CONSIGNE A:
Dans le passage sur les demandes d'indemnisation, substituez « agent public » à « fonctionnaire » en reprenant l'extrait qui commence par « Aujourd’hui, que vous » et se termine par « à se reprocher. ».
CONSIGNE B:
Relevez les trois documents liés à l'envoi recommandé que nomme le passage sur les demandes d'indemnisation.
======== PASSAGE CITÉ
Aujourd’hui, que vous soyez fonctionnaire ou simple particulier, j’ai décidé de vous indiquer comment gagner de l’argent honnêtement en le réclamant à l’administration qui reconnaissons-le, a parfois quelques disfonctionnements ou lourdeurs à se reprocher.
Beaucoup de gens ne le savent peut-être pas, mais avant de saisir le tribunal administratif d’un recours en indemnisation dit de « plein contentieux », le requérant devra, sauf en matière de travaux publics et sous peine d’irrecevabilité de sa requête, d’abord faire une demande préalable en indemnisation auprès de l’administration pour « lier le contentieux ».
Cette demande prendra la forme d’une lettre recommandée avec accusé de réception (vous garderez précieusement l’avis de dépôt du recommandé, à ne pas confondre avec l’accusé de réception, car c’est lui qui déclenche le délai de deux mois de rejet tacite).
================
======== MATÉRIEL EXTRAIT
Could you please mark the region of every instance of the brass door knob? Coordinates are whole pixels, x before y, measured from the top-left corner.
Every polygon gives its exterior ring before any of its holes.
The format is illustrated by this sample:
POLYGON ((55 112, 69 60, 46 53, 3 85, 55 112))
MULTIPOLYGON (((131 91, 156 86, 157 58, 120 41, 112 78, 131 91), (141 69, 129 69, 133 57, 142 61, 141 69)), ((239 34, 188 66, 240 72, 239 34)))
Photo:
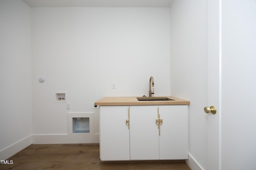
================
RÉPONSE A:
Aujourd’hui, que vous soyez agent public ou simple particulier, j’ai décidé de vous indiquer comment gagner de l’argent honnêtement en le réclamant à l’administration qui reconnaissons-le, a parfois quelques disfonctionnements ou lourdeurs à se reprocher.

RÉPONSE B:
- la lettre recommandée avec accusé de réception
- l'avis de dépôt du recommandé
- l'accusé de réception